ENTRIES start
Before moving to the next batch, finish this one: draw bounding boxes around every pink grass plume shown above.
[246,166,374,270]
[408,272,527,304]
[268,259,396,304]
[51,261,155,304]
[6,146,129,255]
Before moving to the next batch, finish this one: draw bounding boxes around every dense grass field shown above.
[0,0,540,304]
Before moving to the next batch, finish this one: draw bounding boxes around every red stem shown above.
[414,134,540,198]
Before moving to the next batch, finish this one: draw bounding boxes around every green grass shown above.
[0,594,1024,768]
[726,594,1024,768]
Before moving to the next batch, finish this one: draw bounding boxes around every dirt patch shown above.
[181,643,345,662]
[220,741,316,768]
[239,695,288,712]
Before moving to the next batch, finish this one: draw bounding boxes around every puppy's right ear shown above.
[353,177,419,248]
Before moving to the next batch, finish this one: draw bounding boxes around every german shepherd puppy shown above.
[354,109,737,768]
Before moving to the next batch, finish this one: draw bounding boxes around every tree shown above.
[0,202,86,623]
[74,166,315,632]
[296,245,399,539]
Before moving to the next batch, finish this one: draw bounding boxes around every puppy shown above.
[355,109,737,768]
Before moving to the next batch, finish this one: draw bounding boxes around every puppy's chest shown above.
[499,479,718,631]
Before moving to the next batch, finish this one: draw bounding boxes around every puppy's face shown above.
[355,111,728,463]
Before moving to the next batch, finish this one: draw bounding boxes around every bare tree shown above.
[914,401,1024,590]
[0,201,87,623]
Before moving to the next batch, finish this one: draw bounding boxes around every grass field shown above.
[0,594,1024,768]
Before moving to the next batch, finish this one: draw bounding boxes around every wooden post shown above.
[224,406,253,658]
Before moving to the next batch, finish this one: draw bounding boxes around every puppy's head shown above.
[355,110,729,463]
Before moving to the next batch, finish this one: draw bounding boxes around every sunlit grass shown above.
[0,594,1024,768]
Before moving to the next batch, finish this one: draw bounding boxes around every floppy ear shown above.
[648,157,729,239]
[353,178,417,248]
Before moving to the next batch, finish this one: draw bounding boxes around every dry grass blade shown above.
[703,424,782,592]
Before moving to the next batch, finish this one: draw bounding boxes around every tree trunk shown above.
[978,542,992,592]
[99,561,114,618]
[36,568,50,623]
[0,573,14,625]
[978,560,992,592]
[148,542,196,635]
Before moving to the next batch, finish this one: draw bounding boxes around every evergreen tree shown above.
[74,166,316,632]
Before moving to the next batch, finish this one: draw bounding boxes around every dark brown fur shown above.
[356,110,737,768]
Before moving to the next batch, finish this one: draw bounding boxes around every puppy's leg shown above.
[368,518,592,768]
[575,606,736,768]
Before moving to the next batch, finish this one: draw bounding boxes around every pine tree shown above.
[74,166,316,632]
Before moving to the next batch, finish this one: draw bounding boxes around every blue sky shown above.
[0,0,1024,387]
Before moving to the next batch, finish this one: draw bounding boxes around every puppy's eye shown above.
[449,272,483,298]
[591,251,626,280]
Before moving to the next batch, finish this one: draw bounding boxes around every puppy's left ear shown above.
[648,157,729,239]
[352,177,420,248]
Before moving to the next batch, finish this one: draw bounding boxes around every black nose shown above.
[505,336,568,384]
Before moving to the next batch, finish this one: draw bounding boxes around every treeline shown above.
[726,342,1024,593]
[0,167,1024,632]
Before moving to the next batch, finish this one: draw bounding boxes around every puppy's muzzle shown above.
ENTRIES end
> **WORK TO BE COMPLETED**
Render every line of the listing above as a JSON array of strings, one string per line, and leave out any blank lines.

> **ANSWER TO THIS TASK**
[
  "Before moving to the next batch, finish this one: draw bounding boxes around every pink grass plume shown above.",
  "[246,166,374,270]",
  "[408,272,527,304]",
  "[268,259,396,304]",
  "[51,261,155,304]",
  "[6,146,129,255]",
  "Before moving to the next batch, finish this one: draw bounding boxes around every dense grass field shown above.",
  "[0,0,540,304]",
  "Before moving to the next batch, finish this one: draw bounding boxes around every red stem shown above.",
  "[414,134,540,198]",
  "Before moving to the next batch, finish this one: draw bounding boxes around every green grass shown above.",
  "[0,594,1024,768]",
  "[726,594,1024,768]",
  "Before moving to the next batch, finish this one: draw bounding boxes around every dirt patch shown above.",
  "[181,643,345,662]",
  "[220,741,316,768]",
  "[239,695,288,712]",
  "Before moving to the next batch, finish this one: draw bounding boxes around every puppy's right ear shown above.",
  "[353,177,419,248]",
  "Before moving to the next batch, finish this one: draw bounding boxes around every german shepherd puppy shown above.",
  "[354,109,737,768]",
  "Before moving to the next batch, finish this one: draw bounding boxes around every tree shown above.",
  "[0,202,86,623]",
  "[74,166,315,632]",
  "[296,245,399,539]",
  "Before moving to the next batch, finish this one: draw bounding boxes around every puppy shown above.",
  "[355,109,737,768]",
  "Before moving to the next batch, finish this one: draw bounding boxes around every puppy's chest shown above.",
  "[499,479,718,631]",
  "Before moving to the next batch, finish this one: draw bounding boxes around every puppy's face shown above.",
  "[355,111,728,463]",
  "Before moving to the next batch, finish this one: draw bounding boxes around every bare tree shown above.",
  "[914,401,1024,590]",
  "[0,201,87,623]",
  "Before moving to the next batch, finish this one: draw bounding boxes around every grass field shown above.",
  "[0,594,1024,768]",
  "Before moving to the next batch, finish this one: draw bounding boxes around every wooden post shown above.",
  "[224,406,253,658]",
  "Before moving to the next batch, finish this one: draw bounding boxes around every puppy's head shown above.",
  "[355,110,729,463]",
  "Before moving to the next batch, finish this one: draw bounding boxes around every sunlit grass shown above.",
  "[0,594,1024,768]",
  "Before moving to the next batch, finish this one: draw bounding boxes around every floppy ear shown above.",
  "[648,157,729,239]",
  "[353,178,417,248]",
  "Before moving to the next batch, finish this one: draw bounding boxes around every dry grass blade shown above.",
  "[703,424,782,592]",
  "Before moving to the next batch, finish this one: draw bounding boxes around every tree trunk shown above.",
  "[978,542,992,592]",
  "[99,561,114,618]",
  "[36,568,50,623]",
  "[0,573,14,625]",
  "[978,560,992,592]",
  "[148,542,196,635]",
  "Before moving to the next batch, finish this one: draw bounding boxes around every evergreen tree shown above.",
  "[74,166,316,632]",
  "Before moving to the next batch, finish this one: draw bounding boxes around every dark brown fur shown above.",
  "[356,110,737,768]",
  "Before moving to the next batch, finish this one: draw bounding boxes around every puppy's leg shown above.",
  "[368,518,592,768]",
  "[575,606,736,768]",
  "Before moving to the next batch, finish this one: draw bounding boxes around every pine tree shown above.",
  "[74,166,316,632]",
  "Before moving to the next batch, finish this one: draw bounding boxes around every blue sky shown above.",
  "[0,0,1024,387]",
  "Before moving to the next batch, finish this one: draw bounding boxes around every puppy's eye shown above.",
  "[449,272,483,298]",
  "[591,251,626,280]",
  "Before moving to the next batch, finish this one: draw bounding boxes around every puppy's left ear shown above.",
  "[648,157,729,239]",
  "[352,177,420,248]",
  "Before moving to the next batch, finish this one: draw bounding boxes around every black nose shown above.",
  "[505,336,568,384]",
  "Before moving to the next batch, finish this one: draw bounding boxes around every treeline shown above.",
  "[726,342,1024,593]",
  "[0,167,1024,632]",
  "Before moving to the next batch, finish this one: draw bounding boxes around every puppy's muzzle shown above."
]